Consigne 1
Mettez à jour le passage de la lettre ouverte allant de "Dans l’Eure et" à "périphéries urbaines, s’effondre.", en remplaçant "historique" par "dramatique".
Consigne 2
Pour chacune des affirmations suivantes, indiquez par oui ou par non si elle concorde avec la lettre ouverte, puis citez les mots décisifs de la lettre. (a) Dans l’Eure, plus de 60 000 habitants n’ont plus de médecin traitant. (b) Un médecin sur trois a plus de 60 ans. (c) Les médecins libéraux voient de 10 à 15 patients par jour.

Extrait du texte
────

Médecine libérale : l’Eure et l’Eure-et-Loir au bord du gouffre – lettre ouverte aux élus et aux citoyens

Dans l’Eure et dans l’Eure-et-Loir, la situation médicale n’est plus critique : elle est historique.

La médecine de proximité, celle qui soigne chaque jour les habitants de nos campagnes, petites villes et périphéries urbaines, s’effondre.

Et le Projet de Loi de Financement de la Sécurité Sociale (PLFSS) 2026 risque d’y porter le coup de grâce.

Nous, médecins libéraux, avons toujours soigné sans compter : 25 à 40 patients par jour, des nuits d’astreinte, des visites, des fins de consultations à 22h, des urgences improvisées parce que personne d’autre n’était là.

Nous avons accepté de faire face à la pénurie, à la violence, à la surcharge, aux injonctions contradictoires et au manque de moyens.

Mais aujourd’hui, c’est l’État lui-même qui sabote la médecine libérale

 

… Un territoire déjà à genoux

Dans l’Eure, plus de 60 000 habitants n’ont plus de médecin traitant.

Dans l’Eure-et-Loir, ce sont près de 70 000 personnes sans suivi.

De nombreuses communes n’ont plus aucun médecin. D’autres vont perdre le dernier qui leur restait.

Les chiffres sont éloquents :

  • 1 médecin sur 4 a plus de 60 ans : les départs massifs approchent.

────

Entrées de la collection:
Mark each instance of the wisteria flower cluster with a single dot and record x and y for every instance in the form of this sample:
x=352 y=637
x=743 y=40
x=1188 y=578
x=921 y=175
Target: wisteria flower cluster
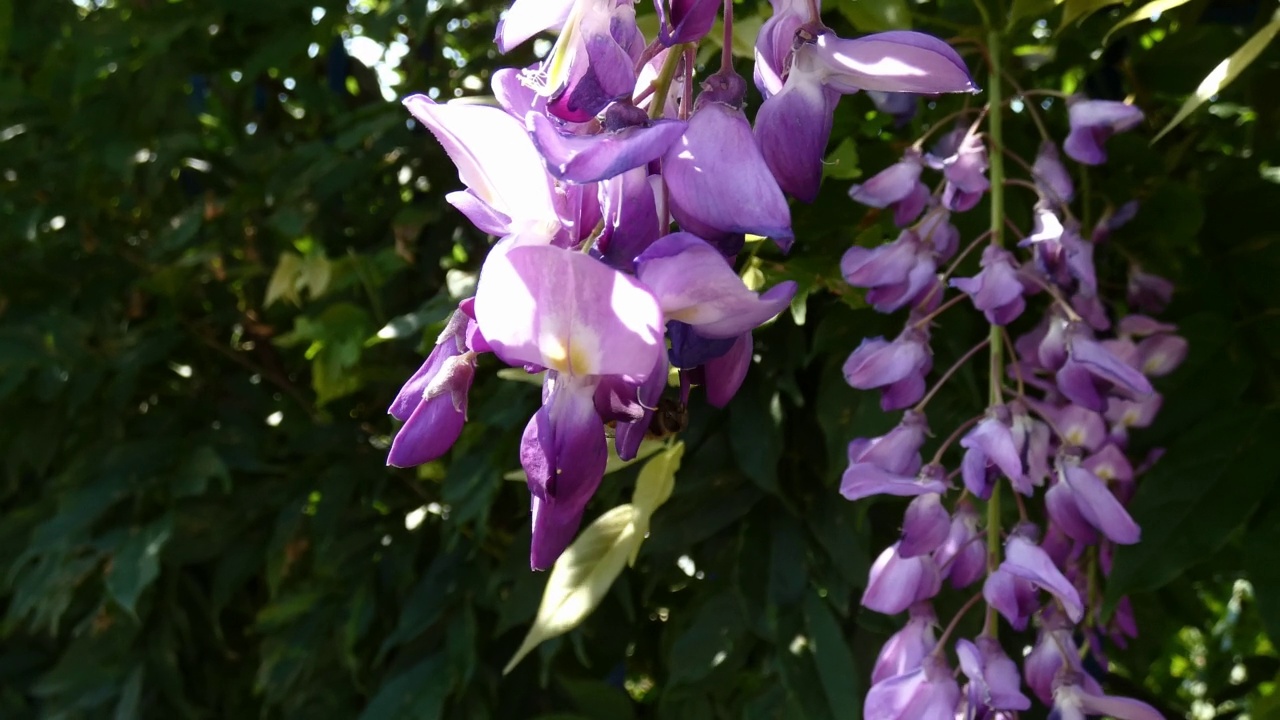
x=621 y=199
x=1064 y=397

────

Résultat 1
Dans l’Eure et dans l’Eure-et-Loir, la situation médicale n’est plus critique : elle est dramatique.

La médecine de proximité, celle qui soigne chaque jour les habitants de nos campagnes, petites villes et périphéries urbaines, s’effondre.

Résultat 2
(a) Oui : « Dans l’Eure, plus de 60 000 habitants n’ont plus de médecin traitant. »
(b) Non : « 1 médecin sur 4 a plus de 60 ans »
(c) Non : « 25 à 40 patients par jour »